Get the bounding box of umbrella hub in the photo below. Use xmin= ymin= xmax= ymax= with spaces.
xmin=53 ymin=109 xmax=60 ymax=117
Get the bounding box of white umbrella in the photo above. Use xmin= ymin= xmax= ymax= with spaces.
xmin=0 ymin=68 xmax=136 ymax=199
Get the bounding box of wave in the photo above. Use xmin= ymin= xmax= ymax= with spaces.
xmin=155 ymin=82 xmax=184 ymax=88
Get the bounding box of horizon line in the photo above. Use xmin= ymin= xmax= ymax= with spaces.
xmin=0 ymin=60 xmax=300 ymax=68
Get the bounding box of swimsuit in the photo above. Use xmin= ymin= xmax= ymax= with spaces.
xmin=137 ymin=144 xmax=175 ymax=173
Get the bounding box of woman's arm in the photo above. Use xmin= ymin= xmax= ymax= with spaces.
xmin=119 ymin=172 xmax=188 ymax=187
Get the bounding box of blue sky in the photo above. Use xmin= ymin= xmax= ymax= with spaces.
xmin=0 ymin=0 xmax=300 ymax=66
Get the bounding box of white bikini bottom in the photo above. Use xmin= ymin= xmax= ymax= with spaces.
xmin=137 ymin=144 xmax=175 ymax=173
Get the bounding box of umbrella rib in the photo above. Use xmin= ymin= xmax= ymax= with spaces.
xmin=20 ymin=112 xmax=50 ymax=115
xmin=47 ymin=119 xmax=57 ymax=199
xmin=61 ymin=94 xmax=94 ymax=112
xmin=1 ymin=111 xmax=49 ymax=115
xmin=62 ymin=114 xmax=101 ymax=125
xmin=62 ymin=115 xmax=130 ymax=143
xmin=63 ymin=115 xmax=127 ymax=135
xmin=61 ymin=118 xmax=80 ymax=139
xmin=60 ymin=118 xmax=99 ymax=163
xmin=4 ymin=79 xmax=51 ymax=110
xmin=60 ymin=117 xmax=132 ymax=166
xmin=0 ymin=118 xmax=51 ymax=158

Directions for this task:
Every record listed above should be reproduced exactly.

Result for this task:
Get the bounding box of umbrella hub in the photo below. Use xmin= ymin= xmax= ymax= with spaces.
xmin=53 ymin=109 xmax=60 ymax=117
Get the bounding box of white umbrella in the photo above. Use xmin= ymin= xmax= ymax= with spaces.
xmin=0 ymin=68 xmax=136 ymax=199
Get the bounding box of wave in the photo above. Use xmin= ymin= xmax= ymax= with spaces.
xmin=155 ymin=82 xmax=184 ymax=88
Get the bounding box of horizon line in the photo above. Use xmin= ymin= xmax= ymax= with spaces.
xmin=0 ymin=60 xmax=300 ymax=68
Get the bounding box of swimsuit in the photo above. Use xmin= ymin= xmax= ymax= with spaces.
xmin=137 ymin=144 xmax=175 ymax=173
Get the bounding box of woman's arm in the photo above. Use xmin= ymin= xmax= ymax= with spaces.
xmin=119 ymin=172 xmax=188 ymax=187
Get the bounding box of blue sky in the photo above. Use xmin= ymin= xmax= ymax= with spaces.
xmin=0 ymin=0 xmax=300 ymax=66
Get the bounding box of white bikini bottom in the photo above. Use xmin= ymin= xmax= ymax= with spaces.
xmin=137 ymin=144 xmax=175 ymax=173
Get the bounding box of umbrella rib in the photo above. Use xmin= ymin= xmax= ymax= with spaces.
xmin=20 ymin=112 xmax=50 ymax=115
xmin=47 ymin=119 xmax=57 ymax=199
xmin=61 ymin=94 xmax=94 ymax=112
xmin=1 ymin=111 xmax=49 ymax=115
xmin=62 ymin=114 xmax=101 ymax=125
xmin=62 ymin=115 xmax=130 ymax=143
xmin=63 ymin=115 xmax=127 ymax=135
xmin=61 ymin=118 xmax=80 ymax=139
xmin=60 ymin=118 xmax=99 ymax=163
xmin=4 ymin=79 xmax=51 ymax=110
xmin=60 ymin=117 xmax=132 ymax=166
xmin=0 ymin=118 xmax=51 ymax=158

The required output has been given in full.